══ TASK MATERIAL

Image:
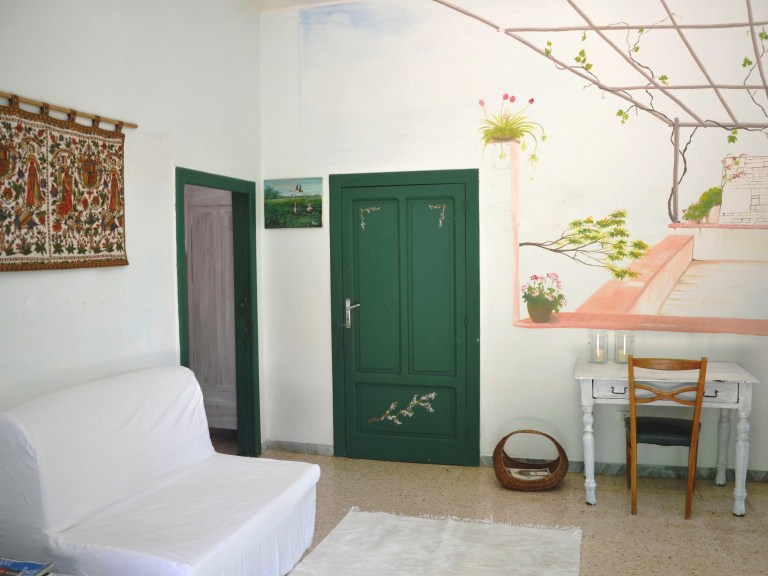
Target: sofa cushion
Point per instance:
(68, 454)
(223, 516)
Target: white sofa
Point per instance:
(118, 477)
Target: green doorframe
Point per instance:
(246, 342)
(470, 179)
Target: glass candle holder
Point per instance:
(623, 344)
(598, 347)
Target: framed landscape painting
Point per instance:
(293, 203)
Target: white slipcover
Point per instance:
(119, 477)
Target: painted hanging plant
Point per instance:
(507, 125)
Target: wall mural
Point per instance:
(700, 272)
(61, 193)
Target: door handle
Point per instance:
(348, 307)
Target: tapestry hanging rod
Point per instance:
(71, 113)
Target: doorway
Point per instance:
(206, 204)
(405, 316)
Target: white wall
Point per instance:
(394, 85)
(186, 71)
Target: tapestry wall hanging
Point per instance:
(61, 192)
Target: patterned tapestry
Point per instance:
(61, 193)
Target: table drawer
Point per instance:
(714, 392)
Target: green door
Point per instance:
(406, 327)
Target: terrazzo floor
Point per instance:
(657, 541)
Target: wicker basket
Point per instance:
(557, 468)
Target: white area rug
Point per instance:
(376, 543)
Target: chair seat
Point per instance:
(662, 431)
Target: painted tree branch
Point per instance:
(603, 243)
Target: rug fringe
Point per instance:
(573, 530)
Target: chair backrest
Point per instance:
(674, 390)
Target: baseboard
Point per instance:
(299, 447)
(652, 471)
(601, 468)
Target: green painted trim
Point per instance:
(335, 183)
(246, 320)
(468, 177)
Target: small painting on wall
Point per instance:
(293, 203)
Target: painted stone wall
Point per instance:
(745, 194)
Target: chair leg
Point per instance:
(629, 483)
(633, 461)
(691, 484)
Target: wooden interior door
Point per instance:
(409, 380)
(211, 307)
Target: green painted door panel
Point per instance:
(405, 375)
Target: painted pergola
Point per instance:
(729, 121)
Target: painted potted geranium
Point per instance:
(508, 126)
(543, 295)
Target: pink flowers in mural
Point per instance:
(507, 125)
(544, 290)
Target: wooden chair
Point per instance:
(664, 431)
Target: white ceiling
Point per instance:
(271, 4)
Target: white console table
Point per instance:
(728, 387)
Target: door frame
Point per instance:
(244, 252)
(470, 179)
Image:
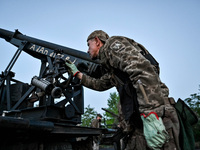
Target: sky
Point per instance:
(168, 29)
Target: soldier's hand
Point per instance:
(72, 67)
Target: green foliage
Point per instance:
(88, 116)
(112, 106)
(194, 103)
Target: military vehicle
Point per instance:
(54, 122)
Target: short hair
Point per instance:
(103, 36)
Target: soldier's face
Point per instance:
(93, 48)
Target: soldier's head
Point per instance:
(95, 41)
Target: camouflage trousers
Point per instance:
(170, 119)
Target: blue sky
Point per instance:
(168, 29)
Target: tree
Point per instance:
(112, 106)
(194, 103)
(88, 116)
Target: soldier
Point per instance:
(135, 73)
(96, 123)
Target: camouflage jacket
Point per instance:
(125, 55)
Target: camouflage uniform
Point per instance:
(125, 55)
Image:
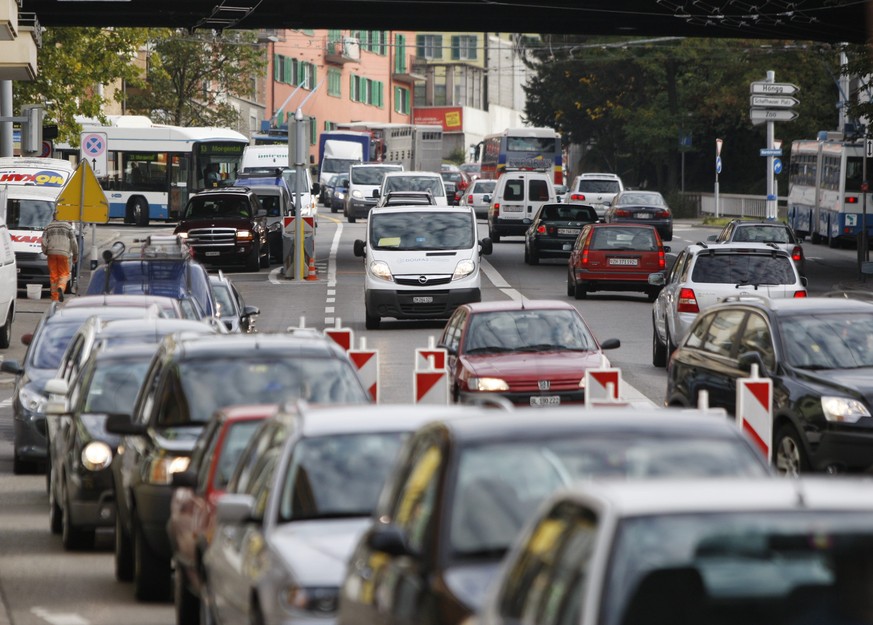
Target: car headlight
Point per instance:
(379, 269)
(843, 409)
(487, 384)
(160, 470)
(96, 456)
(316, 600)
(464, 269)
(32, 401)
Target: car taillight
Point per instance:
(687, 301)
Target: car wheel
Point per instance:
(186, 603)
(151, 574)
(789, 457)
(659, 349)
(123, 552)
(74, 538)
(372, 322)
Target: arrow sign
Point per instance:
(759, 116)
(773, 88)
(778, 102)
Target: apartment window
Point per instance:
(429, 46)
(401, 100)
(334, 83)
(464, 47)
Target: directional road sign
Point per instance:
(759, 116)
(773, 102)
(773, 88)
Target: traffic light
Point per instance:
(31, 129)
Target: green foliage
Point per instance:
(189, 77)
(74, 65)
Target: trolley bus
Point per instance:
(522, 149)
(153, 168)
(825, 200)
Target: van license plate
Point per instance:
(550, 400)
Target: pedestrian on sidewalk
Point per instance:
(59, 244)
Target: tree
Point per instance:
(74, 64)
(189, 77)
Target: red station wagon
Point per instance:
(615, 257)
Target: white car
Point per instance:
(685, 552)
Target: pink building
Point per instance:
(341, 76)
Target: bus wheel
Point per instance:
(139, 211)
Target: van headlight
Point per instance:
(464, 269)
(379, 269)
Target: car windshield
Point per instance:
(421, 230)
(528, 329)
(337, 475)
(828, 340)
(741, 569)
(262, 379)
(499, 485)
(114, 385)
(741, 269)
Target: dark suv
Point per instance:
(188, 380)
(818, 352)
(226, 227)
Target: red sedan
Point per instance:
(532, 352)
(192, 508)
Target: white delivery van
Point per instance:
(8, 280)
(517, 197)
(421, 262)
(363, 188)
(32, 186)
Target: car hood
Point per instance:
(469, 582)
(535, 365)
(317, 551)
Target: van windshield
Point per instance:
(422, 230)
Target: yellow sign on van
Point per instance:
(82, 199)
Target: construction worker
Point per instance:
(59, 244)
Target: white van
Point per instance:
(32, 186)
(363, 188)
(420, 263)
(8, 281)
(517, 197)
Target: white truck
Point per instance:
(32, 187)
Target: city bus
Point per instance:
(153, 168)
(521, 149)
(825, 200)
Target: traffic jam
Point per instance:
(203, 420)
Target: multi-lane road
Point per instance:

════

WHAT YOU HAVE TO DO: Copy every line of the data exactly as written, excluding the pictures.

SOLUTION TO THE PROBLEM:
Image:
Target: sofa cushion
Point per instance:
(68, 454)
(223, 516)
Target: white sofa
Point per instance:
(118, 477)
Target: green doorframe
Point per instance:
(246, 342)
(470, 179)
Target: glass candle holder
Point per instance:
(623, 344)
(598, 347)
Target: framed landscape painting
Point per instance:
(293, 203)
Target: white slipcover
Point per instance:
(119, 477)
Target: painted hanging plant
Point per instance:
(507, 125)
Target: wall mural
Point per instance:
(700, 272)
(61, 193)
Target: door handle
Point per instance:
(348, 307)
Target: tapestry hanging rod
Point per instance:
(71, 113)
Target: doorway
Point per instance:
(206, 204)
(405, 316)
Target: white wall
Point per instance:
(394, 85)
(186, 71)
Target: tapestry wall hanging
Point per instance:
(61, 192)
Target: patterned tapestry
Point per instance:
(61, 193)
Target: table drawer
Point per instance:
(714, 392)
Target: green door
Point per instance:
(406, 327)
Target: terrazzo floor
Point per instance:
(657, 541)
Target: wicker basket
Point per instance:
(557, 468)
Target: white area rug
Point per instance:
(376, 543)
Target: chair seat
Point per instance:
(662, 431)
Target: painted tree branch
Point per instance:
(603, 243)
Target: rug fringe
Point per instance:
(573, 530)
Target: chair backrest
Point per instance:
(674, 390)
Target: baseboard
Point per instance:
(299, 447)
(652, 471)
(601, 468)
Target: green painted trim
Point per instance:
(335, 183)
(246, 320)
(468, 177)
Target: small painting on wall
Point per instance:
(293, 203)
Target: painted stone wall
Point per instance:
(745, 194)
Target: chair leg
Point per instance:
(629, 483)
(633, 461)
(691, 484)
Target: wooden interior door
Point per instance:
(409, 380)
(211, 307)
Target: green painted door panel
Point per instance:
(405, 375)
Target: painted pergola
Point per instance:
(729, 121)
Target: painted potted geranium
Point per instance:
(508, 126)
(543, 295)
Target: pink flowers in mural
Point per instance:
(507, 125)
(544, 290)
Target: wooden chair
Point per instance:
(664, 431)
Target: white ceiling
Point per instance:
(271, 4)
Target: white console table
Point per instance:
(728, 387)
Target: door frame
Point per instance:
(244, 252)
(470, 179)
Image:
Target: sky
Point per instance:
(168, 29)
Target: soldier's hand
Point per instance:
(72, 67)
Target: green foliage
Point per instance:
(88, 116)
(112, 106)
(194, 103)
Target: military vehicle
Point per instance:
(54, 122)
Target: short hair
Point per instance:
(103, 36)
Target: soldier's face
Point per instance:
(93, 48)
Target: soldier's head
Point per instance:
(95, 41)
Target: camouflage trousers
Point per instance:
(170, 119)
Target: blue sky
Point per instance:
(168, 29)
Target: tree
Point per instance:
(112, 106)
(194, 103)
(88, 116)
Target: soldier
Point per instance:
(135, 73)
(96, 123)
Target: camouflage jacket
Point per instance:
(125, 55)
Target: camouflage uniform
Point per instance:
(125, 55)
Image:
Target: car headlight
Point per instance:
(379, 269)
(843, 409)
(487, 384)
(160, 470)
(96, 456)
(316, 600)
(464, 269)
(32, 401)
Target: car taillight
Point per instance:
(687, 301)
Target: car wheel
Point per instance:
(186, 603)
(151, 574)
(789, 457)
(659, 349)
(123, 552)
(74, 538)
(372, 322)
Target: arrow sign
Point per instance:
(759, 116)
(773, 88)
(778, 102)
Target: apartment window
Point per instance:
(429, 46)
(401, 100)
(334, 83)
(464, 47)
Target: directional road sign
Point per instance:
(759, 116)
(773, 102)
(773, 88)
Target: traffic light
Point per instance:
(31, 129)
Target: green foliage
Point per instance:
(189, 77)
(74, 65)
Target: trolley bus
Point per instance:
(522, 149)
(153, 168)
(825, 200)
Target: van license plate
Point per instance:
(550, 400)
Target: pedestrian on sidewalk
Point per instance:
(59, 244)
Target: tree
Point per instance:
(74, 64)
(189, 77)
Target: red station wagon
Point per instance:
(615, 257)
Target: white car
Point per instance:
(685, 552)
Target: pink building
Point per instance:
(341, 76)
Target: bus wheel
Point per instance:
(139, 211)
Target: van headlight
Point per instance:
(464, 269)
(379, 269)
Target: car windshield
Point per instance:
(421, 230)
(528, 329)
(337, 475)
(828, 340)
(741, 569)
(262, 379)
(499, 485)
(114, 385)
(741, 269)
Target: dark suv
Point per instance:
(188, 380)
(818, 352)
(226, 227)
Target: red sedan
Point per instance:
(532, 352)
(192, 508)
Target: white delivery van
Point per instance:
(8, 280)
(517, 197)
(421, 262)
(363, 188)
(32, 186)
Target: car hood
Point per instance:
(469, 582)
(535, 365)
(317, 551)
Target: van windshield
Point per instance:
(422, 230)
Target: yellow sign on van
Point per instance:
(82, 199)
Target: construction worker
Point per instance:
(59, 244)
Target: white van
Point per instance:
(32, 186)
(363, 188)
(420, 263)
(8, 281)
(517, 197)
Target: white truck
Point per instance:
(32, 187)
Target: city bus
Point per instance:
(153, 168)
(521, 149)
(825, 200)
Target: traffic jam
Point per instance:
(203, 420)
Target: multi-lane road
Point per instance:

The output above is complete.